* **Pointing records**:

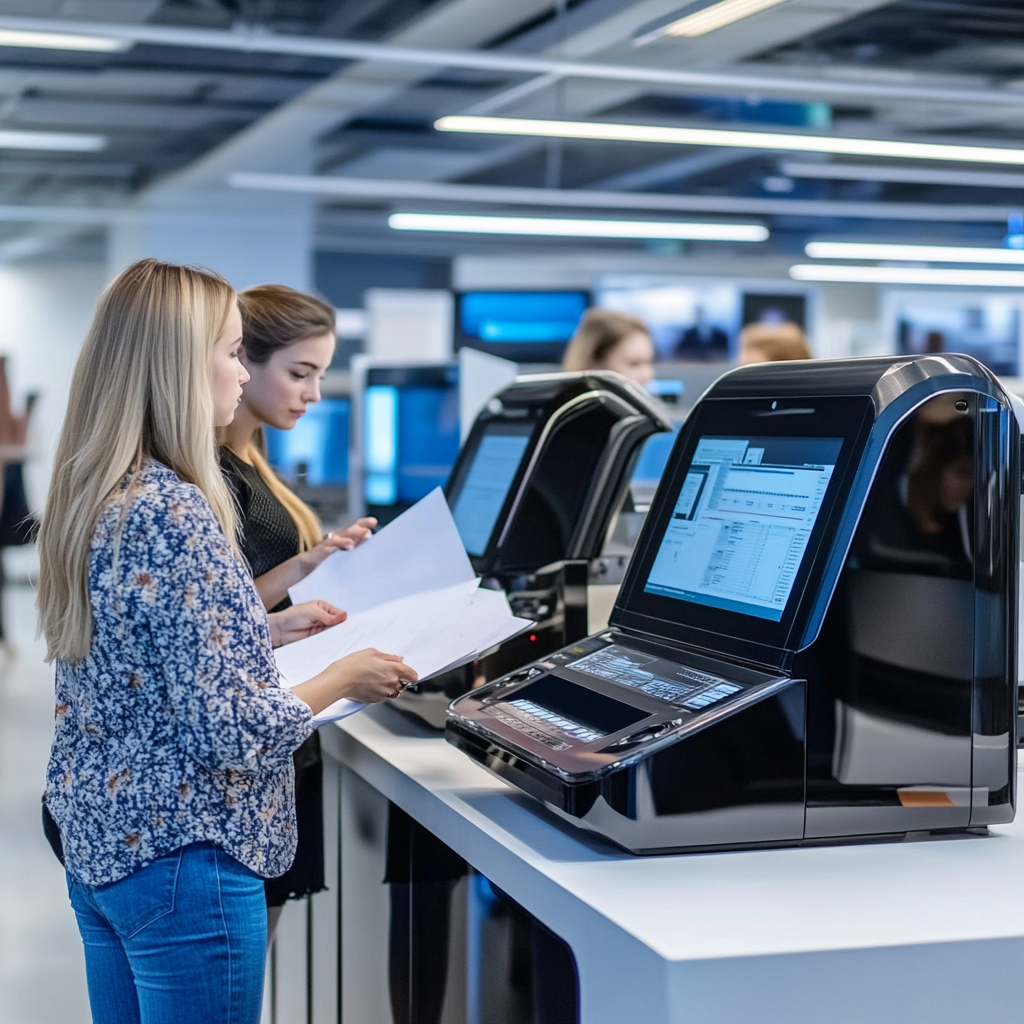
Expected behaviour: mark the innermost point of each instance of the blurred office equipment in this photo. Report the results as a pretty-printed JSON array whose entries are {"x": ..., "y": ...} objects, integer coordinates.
[
  {"x": 480, "y": 377},
  {"x": 525, "y": 327},
  {"x": 409, "y": 323},
  {"x": 404, "y": 435}
]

* **AIM**:
Pull out each line of the listing above that contains the string "integer", treating uppercase and lowercase letters as different.

* **WRITTEN REPLY**:
Expected behaviour: mark the innermost point of each instance of the blurred office equipment in this photo. Report the results as a pretty-printed JSON array whose entries are {"x": ..., "y": ...} objects, integer coordinates.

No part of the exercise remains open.